To do:
Answer these questions using the text passage below.
(a) Who had to use a nebulizer regularly as a young child?
(b) Which movie was watched with Grant on Saturday night?
(c) In what country did Kim Jong-Un attend international schools for much of his youth?

Text passage:
The times I really enjoyed, while we were out of town, were the times when we were away from that house for long enough that many hours passed since I'd needed an inhaler, and I was myself.

But people who smoke and are used to smoke just don't get this stuff. Like, my mother in law's best friend was just widowed when her husband died of lung cancer, and Robby (nephew) had to use a nebulizer regularly as a young child, but those things don't prompt change. Robby smokes, now, for god's sake. And I almost don't even feel like I can judge, since I'm way overweight and my family is full of diabetes and I keep eating, you know? It's their shit, whatever, but the point is that for us it's A Thing.

It's wild how clean and fresh our far-messier-looking house seemed to us, once we were home.



Aside from that, well, a million things.

I watched Transcendence with Grant on Saturday night, and then we had a long talk about the transference of memories and cloning, in the Dune series, and the nature of consciousness, and the meaning of life, until he was sleeping and I was up weeping and crushed under the weight of death coming for us all.

I watched The Interview with Grant on Sunday afternoon, and then went down a rabbit hole of research about North Korea and Kim Jong-Un. I didn't know and couldn't believe that he actually had private meetings with Dennis Rodman, and is obsessed with basketball in general. It's really interesting to me that he attended international schools in Switzerland for much of his youth (since there's so much of a censoring-regime-bubble around everyone in North Korea). Some of what I found seemed to indicate he is a nicer guy than his dad and grandfather were, his wife is alright, and that maybe they're making some very gradual positive changes within the strict, terrible system they inherited. He's fired a particularly hardline general, and has been quoted as making at least one statement about how the common peoples' standard of living is sad? She traveled to South Korea on a trip about "unity," when she was younger, and she does wild (by their standards) things like appear publicly in a pantsuit and carry western-style designer bags. Ooooor maybe I'm grasping at straws.

Point localization data:
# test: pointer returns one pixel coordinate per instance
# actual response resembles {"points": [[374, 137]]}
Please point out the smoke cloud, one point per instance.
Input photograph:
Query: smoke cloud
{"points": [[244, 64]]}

The completed task:
(a) Robby (nephew)
(b) Transcendence
(c) Switzerland